[Photo-based referring expression data]
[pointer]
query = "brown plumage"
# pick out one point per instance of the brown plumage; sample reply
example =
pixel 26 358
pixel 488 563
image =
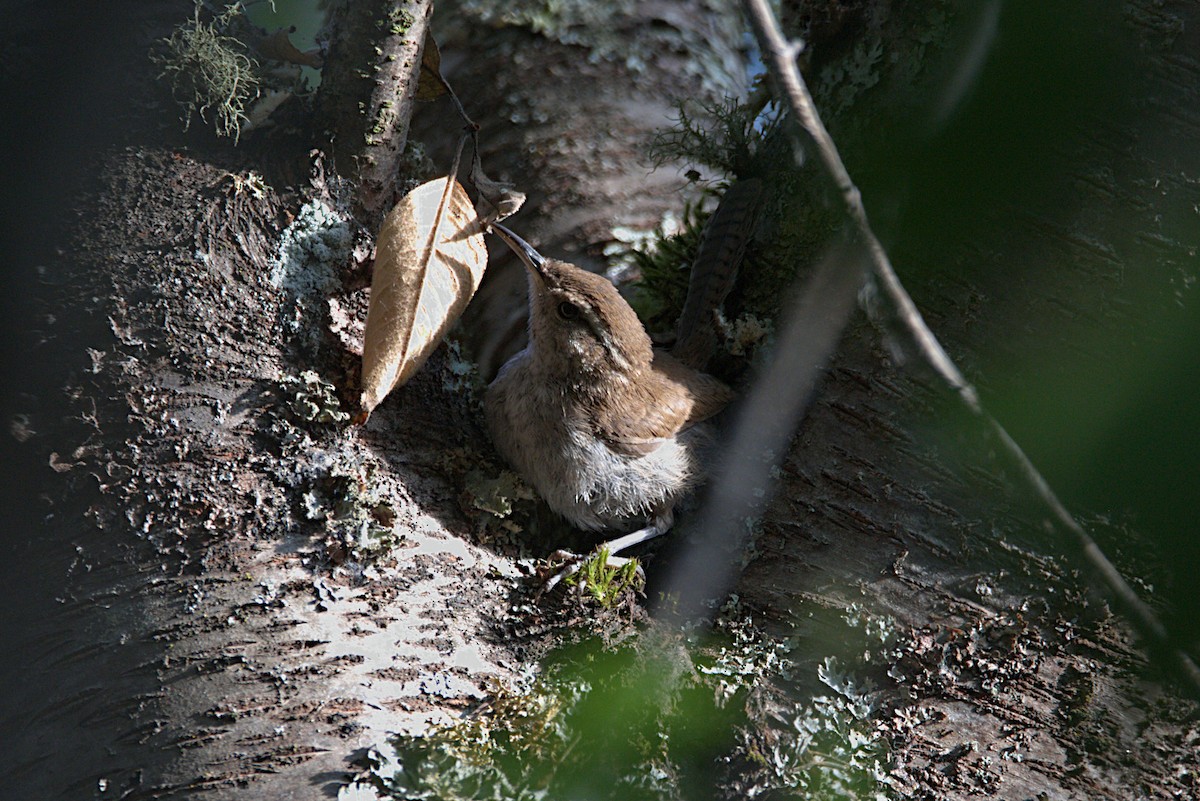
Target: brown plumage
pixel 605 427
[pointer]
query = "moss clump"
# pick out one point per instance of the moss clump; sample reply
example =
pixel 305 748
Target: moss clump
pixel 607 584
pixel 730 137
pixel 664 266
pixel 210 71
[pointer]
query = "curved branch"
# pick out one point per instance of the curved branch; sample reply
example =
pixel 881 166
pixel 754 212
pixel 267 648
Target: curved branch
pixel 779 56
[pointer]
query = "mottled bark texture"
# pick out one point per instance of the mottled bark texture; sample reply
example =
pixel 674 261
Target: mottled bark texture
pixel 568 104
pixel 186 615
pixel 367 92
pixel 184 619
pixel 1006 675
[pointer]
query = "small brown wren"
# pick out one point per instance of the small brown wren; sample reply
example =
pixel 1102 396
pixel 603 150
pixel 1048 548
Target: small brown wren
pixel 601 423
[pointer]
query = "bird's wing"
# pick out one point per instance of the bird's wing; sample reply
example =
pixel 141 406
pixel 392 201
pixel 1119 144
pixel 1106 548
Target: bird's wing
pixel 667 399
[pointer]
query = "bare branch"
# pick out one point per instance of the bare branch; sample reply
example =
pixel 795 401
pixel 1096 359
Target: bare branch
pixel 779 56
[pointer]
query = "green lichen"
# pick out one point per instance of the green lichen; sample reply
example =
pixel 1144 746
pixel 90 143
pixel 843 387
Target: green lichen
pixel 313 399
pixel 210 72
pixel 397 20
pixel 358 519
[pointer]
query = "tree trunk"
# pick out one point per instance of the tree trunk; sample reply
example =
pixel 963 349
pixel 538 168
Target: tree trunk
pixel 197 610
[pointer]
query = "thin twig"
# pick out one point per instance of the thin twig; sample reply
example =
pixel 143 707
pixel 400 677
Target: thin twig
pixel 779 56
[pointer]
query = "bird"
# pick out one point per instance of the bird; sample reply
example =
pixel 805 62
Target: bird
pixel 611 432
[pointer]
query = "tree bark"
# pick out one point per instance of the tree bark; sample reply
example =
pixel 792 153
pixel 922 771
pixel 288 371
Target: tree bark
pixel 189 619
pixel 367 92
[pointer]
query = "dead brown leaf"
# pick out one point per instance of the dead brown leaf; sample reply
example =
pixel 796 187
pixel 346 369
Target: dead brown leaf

▶ _What is needed_
Reproduce exactly the lines from the one containing "pixel 90 143" through the last line of the records above, including both, and nothing else.

▶ _Response area_
pixel 90 143
pixel 843 387
Target: green lichen
pixel 313 399
pixel 210 72
pixel 397 20
pixel 358 519
[pointer]
query = "tree trunk"
# pick out one point per instance of the tree trunk; sample reply
example =
pixel 963 349
pixel 538 168
Target: tree trunk
pixel 197 610
[pointer]
query = "thin twig"
# pick out one point per instance of the thin twig; sample reply
example =
pixel 143 707
pixel 400 677
Target: thin twig
pixel 779 56
[pointer]
query = "bird"
# pick out one point per instance of the bird; sample reply
example =
pixel 805 62
Target: bird
pixel 611 432
[pointer]
query = "tree bark"
# pick out one point per instance of the tree bark; sample reply
example =
pixel 792 153
pixel 922 771
pixel 288 371
Target: tree bark
pixel 189 619
pixel 367 92
[pointer]
query = "dead brown leaf"
# pick out one point per instance of the dead brown leaf; sample reply
example =
pixel 796 187
pixel 346 369
Target: dead brown leaf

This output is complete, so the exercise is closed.